§ WHAT IS BEING ASKED
Rewrite the stretch of the listing from its start through the line containing "pixel 127 130", substituting "deep gorge" for "steep ravine" and leaving everything else unchanged.
::::::
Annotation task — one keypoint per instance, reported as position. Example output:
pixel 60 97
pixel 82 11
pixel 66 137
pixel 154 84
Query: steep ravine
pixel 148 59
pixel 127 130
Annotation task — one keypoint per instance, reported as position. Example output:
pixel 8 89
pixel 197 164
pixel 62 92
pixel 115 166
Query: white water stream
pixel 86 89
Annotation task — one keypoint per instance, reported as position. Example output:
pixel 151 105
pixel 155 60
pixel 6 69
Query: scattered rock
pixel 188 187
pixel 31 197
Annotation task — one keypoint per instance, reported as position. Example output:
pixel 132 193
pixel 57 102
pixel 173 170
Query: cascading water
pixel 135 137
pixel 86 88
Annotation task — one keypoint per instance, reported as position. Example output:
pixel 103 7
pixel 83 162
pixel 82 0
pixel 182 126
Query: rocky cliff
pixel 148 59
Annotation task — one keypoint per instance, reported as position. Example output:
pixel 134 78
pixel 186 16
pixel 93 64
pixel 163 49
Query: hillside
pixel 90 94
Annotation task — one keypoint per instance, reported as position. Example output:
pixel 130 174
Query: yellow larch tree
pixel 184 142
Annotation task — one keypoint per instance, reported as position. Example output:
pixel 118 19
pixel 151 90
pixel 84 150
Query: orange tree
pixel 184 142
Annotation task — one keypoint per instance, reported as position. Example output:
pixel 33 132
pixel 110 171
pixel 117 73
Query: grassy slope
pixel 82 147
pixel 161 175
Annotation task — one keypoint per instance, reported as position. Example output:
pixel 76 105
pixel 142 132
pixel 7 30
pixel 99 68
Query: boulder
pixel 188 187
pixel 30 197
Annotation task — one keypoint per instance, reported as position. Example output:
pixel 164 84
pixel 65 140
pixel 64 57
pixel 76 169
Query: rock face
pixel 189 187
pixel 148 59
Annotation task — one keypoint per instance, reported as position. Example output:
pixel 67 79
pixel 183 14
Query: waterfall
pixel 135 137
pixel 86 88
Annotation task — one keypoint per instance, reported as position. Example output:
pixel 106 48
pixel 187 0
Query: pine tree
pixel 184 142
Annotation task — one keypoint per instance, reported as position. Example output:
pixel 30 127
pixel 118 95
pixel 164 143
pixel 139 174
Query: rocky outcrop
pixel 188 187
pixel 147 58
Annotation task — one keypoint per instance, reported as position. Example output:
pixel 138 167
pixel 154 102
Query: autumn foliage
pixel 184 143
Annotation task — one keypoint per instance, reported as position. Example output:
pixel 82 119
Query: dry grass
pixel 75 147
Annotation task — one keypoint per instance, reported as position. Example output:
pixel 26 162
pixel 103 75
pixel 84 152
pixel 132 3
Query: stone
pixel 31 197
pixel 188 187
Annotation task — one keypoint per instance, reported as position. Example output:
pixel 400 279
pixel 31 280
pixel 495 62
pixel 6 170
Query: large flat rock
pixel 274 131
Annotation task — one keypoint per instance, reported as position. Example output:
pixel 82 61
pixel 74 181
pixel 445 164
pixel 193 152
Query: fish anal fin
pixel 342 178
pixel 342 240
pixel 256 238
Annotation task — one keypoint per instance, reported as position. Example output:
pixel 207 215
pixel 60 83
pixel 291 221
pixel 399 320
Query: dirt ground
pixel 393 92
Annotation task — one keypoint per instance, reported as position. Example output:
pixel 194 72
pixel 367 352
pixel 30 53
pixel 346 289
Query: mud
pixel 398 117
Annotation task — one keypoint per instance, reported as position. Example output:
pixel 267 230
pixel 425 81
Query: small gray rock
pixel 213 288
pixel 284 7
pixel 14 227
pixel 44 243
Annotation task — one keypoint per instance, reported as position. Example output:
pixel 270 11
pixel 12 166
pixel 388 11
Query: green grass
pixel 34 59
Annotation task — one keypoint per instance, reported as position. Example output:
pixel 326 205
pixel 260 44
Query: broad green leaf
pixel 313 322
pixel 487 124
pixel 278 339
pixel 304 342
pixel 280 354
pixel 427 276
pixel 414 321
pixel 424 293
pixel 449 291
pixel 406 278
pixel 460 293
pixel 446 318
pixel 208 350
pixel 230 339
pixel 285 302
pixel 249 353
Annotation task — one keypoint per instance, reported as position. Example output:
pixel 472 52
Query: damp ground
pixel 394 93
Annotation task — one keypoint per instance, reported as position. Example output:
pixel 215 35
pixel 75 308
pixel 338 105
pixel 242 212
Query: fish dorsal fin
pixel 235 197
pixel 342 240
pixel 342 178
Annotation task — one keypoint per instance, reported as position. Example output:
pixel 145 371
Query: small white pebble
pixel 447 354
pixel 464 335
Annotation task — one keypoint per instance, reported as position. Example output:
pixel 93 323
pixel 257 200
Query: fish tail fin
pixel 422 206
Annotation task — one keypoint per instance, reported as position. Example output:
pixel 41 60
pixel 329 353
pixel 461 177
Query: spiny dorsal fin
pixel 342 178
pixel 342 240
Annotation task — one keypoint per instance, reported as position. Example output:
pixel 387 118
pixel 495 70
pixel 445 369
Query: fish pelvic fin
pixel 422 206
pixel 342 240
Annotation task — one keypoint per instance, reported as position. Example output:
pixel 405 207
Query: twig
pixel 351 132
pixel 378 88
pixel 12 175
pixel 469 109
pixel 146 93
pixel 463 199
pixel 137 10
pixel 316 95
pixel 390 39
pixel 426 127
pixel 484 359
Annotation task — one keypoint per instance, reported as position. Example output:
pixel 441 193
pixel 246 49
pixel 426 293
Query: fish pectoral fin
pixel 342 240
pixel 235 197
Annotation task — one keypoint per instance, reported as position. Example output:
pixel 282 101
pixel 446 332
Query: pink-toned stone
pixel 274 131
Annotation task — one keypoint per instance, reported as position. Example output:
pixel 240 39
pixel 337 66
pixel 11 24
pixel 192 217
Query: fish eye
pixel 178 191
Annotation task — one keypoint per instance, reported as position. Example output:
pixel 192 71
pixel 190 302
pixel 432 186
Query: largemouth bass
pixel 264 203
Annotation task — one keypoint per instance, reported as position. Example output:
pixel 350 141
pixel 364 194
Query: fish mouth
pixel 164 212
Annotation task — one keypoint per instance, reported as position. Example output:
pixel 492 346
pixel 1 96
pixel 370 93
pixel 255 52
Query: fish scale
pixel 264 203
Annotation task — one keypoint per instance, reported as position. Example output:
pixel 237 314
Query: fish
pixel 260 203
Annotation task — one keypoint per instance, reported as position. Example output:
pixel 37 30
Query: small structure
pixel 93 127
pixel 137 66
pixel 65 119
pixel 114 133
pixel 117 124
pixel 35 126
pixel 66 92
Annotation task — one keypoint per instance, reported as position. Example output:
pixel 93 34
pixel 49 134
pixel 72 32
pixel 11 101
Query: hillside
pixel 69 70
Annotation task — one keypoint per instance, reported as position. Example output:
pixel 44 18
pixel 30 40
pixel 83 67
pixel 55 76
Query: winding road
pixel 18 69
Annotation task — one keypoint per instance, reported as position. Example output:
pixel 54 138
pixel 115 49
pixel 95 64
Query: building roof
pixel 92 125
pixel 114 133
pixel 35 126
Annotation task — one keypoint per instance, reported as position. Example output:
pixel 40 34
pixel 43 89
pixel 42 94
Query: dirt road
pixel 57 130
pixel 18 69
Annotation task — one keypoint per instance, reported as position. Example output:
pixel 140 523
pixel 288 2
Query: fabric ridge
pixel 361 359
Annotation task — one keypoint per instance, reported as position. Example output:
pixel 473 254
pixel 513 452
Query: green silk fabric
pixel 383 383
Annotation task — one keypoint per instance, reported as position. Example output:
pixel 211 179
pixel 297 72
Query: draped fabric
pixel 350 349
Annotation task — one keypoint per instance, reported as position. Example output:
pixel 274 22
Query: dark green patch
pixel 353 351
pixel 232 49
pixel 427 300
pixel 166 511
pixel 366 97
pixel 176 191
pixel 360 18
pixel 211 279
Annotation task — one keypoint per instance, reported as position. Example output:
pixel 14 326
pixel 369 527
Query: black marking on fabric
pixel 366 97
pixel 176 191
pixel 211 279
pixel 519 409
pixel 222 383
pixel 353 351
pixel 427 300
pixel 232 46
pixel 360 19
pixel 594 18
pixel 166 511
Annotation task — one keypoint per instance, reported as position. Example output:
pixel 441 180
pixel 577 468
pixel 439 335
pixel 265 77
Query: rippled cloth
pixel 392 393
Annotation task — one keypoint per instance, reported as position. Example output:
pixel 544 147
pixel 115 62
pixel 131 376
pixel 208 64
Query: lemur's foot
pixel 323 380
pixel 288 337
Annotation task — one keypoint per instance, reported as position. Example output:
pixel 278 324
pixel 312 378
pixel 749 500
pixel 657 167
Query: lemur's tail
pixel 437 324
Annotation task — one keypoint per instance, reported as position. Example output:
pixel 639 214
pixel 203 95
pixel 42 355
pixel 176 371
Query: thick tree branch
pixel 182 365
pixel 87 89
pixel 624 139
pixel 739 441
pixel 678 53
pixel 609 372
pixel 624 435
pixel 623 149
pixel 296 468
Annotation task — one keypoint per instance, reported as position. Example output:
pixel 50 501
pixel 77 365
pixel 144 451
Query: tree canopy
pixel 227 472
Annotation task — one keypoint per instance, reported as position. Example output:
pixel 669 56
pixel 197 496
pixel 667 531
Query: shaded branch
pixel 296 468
::::::
§ EXPECTED OUTPUT
Annotation task — one keypoint per instance, reported as position. Example output:
pixel 60 97
pixel 82 11
pixel 66 137
pixel 154 84
Query: deep gorge
pixel 148 59
pixel 127 130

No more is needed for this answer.